Tomato-Stuffed Peppers

Tomato-Stuffed Peppers

Peppers prepared in this way are normally just one of many different «antipasti» (i.e. starters) served in a typical Sunday meal in the northwestern part of Italy.

4 servings
Preparation 10 min
Cooking 1 h 30 min

Standing 20 min

150 calories per serving 


Ingredients

4 yellow or red sweet peppers, cut in half lengthwise   800 g
3 tbsp olive oil   45 mL
8 anchovy fillets   30 g
8 leaves fresh sage   2 g
8 tomatoes, Roma type, cut in half lengthwise   550 g
1 pinch salt [optional]   0.1 g
  ground pepper to taste    
  aluminum foil    
8 leaves fresh basil [optional]   4 tbsp

Method

  1. Preheat the oven to 175°C/350°F.
  2. Cut the peppers in half lengthwise, remove the seeds, then brush the inside with half of the olive oil. Place one anchovy fillet and one sage leaf into each pepper half. Cut the tomatoes in half lengthwise, remove the seeds, then place 2 tomato halves, cut-side down into each pepper half. Add salt and pepper to taste. Pour the remaining oil on top.

• [Information supplied]:
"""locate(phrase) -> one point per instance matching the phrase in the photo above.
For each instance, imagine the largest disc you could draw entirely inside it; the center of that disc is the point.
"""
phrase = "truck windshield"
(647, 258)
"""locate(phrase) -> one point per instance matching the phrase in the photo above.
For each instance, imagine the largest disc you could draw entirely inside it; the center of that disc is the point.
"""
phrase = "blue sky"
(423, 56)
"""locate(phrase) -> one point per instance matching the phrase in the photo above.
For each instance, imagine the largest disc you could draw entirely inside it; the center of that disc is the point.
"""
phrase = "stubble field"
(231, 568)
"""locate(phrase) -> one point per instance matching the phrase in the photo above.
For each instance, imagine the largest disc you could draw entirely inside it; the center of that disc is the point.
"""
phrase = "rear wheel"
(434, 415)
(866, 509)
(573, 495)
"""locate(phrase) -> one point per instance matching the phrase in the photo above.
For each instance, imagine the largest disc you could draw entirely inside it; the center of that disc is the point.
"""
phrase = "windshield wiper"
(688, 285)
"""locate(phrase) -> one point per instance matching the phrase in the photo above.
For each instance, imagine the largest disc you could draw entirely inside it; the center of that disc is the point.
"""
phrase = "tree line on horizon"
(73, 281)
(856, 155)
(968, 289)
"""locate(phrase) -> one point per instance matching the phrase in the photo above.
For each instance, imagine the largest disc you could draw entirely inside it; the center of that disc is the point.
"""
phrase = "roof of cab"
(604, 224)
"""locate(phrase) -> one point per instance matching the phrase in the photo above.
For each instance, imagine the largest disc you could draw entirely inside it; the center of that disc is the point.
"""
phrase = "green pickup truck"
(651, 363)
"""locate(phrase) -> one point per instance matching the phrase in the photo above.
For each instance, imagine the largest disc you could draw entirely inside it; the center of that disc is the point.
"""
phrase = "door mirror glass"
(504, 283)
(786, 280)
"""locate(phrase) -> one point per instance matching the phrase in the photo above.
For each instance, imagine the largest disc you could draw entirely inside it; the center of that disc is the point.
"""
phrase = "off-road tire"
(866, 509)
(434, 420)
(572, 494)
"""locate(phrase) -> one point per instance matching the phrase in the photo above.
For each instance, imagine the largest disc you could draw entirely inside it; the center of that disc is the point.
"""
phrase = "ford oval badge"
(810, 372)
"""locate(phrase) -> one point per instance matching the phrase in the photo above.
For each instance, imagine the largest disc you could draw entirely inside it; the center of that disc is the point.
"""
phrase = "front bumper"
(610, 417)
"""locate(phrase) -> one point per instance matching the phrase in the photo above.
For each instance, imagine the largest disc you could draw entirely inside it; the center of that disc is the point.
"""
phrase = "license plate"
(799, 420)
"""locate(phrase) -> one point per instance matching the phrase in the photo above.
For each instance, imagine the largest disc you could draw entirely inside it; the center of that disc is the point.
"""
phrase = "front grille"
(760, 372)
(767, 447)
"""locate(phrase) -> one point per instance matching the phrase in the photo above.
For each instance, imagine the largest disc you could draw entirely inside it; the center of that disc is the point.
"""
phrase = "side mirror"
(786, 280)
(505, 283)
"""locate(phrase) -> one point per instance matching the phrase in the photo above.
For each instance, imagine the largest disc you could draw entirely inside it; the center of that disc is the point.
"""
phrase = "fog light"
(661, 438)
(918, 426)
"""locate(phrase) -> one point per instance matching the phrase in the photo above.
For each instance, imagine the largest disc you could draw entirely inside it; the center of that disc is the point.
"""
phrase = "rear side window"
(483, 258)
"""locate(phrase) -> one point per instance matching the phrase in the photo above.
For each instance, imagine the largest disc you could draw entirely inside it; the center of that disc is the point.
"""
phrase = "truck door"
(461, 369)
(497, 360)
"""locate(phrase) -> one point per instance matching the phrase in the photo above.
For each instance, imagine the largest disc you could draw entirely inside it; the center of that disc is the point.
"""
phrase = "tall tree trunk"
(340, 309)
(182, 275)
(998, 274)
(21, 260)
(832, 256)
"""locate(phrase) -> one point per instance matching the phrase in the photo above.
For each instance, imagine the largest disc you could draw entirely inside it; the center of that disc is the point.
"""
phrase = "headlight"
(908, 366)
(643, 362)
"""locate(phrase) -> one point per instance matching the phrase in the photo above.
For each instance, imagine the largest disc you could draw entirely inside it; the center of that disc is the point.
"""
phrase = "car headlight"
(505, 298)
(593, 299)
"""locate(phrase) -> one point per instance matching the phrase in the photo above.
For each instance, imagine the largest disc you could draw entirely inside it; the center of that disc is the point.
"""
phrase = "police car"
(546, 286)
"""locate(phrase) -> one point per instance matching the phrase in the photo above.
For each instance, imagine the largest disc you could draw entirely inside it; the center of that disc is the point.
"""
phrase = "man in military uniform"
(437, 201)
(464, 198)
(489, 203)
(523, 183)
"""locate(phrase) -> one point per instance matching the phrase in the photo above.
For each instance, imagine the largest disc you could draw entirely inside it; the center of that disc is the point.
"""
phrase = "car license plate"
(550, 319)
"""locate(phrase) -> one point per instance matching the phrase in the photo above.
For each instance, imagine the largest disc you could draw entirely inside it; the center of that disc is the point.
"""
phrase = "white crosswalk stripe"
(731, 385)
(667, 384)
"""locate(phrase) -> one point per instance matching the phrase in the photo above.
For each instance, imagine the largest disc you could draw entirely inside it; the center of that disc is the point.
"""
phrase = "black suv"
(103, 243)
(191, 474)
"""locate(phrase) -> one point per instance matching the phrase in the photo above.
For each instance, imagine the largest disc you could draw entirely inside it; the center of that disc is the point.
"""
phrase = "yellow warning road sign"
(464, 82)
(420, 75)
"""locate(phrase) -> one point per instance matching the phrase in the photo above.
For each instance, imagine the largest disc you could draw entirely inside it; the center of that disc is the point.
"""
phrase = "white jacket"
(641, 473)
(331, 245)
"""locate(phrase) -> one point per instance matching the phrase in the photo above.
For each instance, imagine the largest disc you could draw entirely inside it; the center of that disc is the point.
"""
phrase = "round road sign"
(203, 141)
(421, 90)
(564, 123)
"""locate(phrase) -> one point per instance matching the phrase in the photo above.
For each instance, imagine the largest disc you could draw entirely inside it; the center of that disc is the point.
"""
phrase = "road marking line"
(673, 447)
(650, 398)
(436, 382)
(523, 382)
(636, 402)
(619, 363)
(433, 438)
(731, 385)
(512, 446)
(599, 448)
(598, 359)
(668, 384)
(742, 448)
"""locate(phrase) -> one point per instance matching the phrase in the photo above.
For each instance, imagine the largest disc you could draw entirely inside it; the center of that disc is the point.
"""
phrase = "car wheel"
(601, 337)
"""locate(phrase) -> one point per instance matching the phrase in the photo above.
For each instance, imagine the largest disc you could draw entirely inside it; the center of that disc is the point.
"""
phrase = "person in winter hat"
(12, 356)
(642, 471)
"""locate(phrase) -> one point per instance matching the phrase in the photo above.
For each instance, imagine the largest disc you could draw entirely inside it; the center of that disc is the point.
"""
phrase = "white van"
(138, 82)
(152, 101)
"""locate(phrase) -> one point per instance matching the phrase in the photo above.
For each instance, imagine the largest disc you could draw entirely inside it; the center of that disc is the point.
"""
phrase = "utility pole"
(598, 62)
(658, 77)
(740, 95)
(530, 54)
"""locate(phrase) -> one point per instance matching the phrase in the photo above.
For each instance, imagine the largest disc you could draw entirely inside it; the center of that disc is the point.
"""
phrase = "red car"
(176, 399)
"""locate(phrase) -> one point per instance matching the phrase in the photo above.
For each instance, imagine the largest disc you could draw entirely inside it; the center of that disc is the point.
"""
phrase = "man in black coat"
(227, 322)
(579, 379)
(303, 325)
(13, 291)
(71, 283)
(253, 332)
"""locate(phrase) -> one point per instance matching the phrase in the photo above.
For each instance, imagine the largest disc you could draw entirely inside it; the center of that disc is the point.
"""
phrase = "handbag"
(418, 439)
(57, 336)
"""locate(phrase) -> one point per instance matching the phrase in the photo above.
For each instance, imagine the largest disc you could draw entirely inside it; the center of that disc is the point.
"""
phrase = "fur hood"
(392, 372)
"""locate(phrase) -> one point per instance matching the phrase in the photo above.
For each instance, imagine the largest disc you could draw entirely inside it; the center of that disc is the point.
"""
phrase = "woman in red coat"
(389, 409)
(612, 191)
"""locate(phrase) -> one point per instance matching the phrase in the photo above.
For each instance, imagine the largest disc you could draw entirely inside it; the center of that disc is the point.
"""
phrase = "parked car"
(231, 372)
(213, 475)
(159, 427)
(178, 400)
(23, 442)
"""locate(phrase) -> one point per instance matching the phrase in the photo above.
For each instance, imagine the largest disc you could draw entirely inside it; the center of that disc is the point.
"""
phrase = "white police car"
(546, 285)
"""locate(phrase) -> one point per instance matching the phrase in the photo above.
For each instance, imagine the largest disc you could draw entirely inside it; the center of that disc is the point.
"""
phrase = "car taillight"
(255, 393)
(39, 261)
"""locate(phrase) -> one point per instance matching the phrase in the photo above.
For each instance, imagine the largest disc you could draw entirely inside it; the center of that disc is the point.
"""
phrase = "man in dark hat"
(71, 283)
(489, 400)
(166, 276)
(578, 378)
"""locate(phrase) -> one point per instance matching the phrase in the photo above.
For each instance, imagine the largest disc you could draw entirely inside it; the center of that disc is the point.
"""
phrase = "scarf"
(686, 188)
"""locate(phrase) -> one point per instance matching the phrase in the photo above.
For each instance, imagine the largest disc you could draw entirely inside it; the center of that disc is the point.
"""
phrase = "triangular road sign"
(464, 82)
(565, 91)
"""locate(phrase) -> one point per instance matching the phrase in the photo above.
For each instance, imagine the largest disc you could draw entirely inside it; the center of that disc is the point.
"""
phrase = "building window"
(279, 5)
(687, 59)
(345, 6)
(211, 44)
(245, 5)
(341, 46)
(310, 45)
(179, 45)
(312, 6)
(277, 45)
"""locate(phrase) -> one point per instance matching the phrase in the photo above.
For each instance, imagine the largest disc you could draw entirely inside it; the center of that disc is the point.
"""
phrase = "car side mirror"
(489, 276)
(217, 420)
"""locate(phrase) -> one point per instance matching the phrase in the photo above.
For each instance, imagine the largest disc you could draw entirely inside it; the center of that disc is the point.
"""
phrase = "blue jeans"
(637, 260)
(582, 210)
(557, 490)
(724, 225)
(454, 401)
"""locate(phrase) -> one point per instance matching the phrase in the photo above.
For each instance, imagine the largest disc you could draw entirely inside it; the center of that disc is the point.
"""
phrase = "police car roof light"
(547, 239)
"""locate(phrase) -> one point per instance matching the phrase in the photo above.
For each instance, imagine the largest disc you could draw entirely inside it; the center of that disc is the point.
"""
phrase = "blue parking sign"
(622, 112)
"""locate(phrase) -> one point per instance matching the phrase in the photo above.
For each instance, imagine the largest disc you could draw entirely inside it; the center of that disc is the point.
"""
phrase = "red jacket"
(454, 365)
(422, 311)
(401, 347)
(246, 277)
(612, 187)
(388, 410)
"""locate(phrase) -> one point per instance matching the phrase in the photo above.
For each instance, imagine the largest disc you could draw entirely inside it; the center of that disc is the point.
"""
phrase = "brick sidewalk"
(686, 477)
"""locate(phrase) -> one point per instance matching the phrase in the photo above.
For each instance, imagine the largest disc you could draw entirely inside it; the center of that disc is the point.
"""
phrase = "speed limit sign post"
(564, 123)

• [Task requirements]:
• A. Summarize the tomato-stuffed peppers recipe in two sentences.
• B. Carry the tomato-stuffed peppers recipe on from its last step.

• [Answers below]:
• A. These peppers are normally one of many antipasti served at a typical Sunday meal in northwestern Italy, and the recipe makes 4 servings of 150 calories each, with 10 minutes of preparation, 1 hour 30 minutes of cooking and 20 minutes of standing. After the oven is preheated to 175°C/350°F, the peppers are halved, seeded and brushed with half the olive oil, then each half gets an anchovy fillet, a sage leaf and two seeded tomato halves placed cut-side down, followed by salt, pepper and the remaining oil.

• B.
  3. Lightly oil a baking dish. Arrange the peppers in the dish. Cover with aluminum foil and bake in the middle of the oven 45 min. Take off the foil cover and cook an additional 45 min.
  4. Let the peppers cool down, garnish with a few basil leaves and serve luke-warm or at room temperature.

Nutrition Facts Table

Nutrition Facts

per 1 serving (310g)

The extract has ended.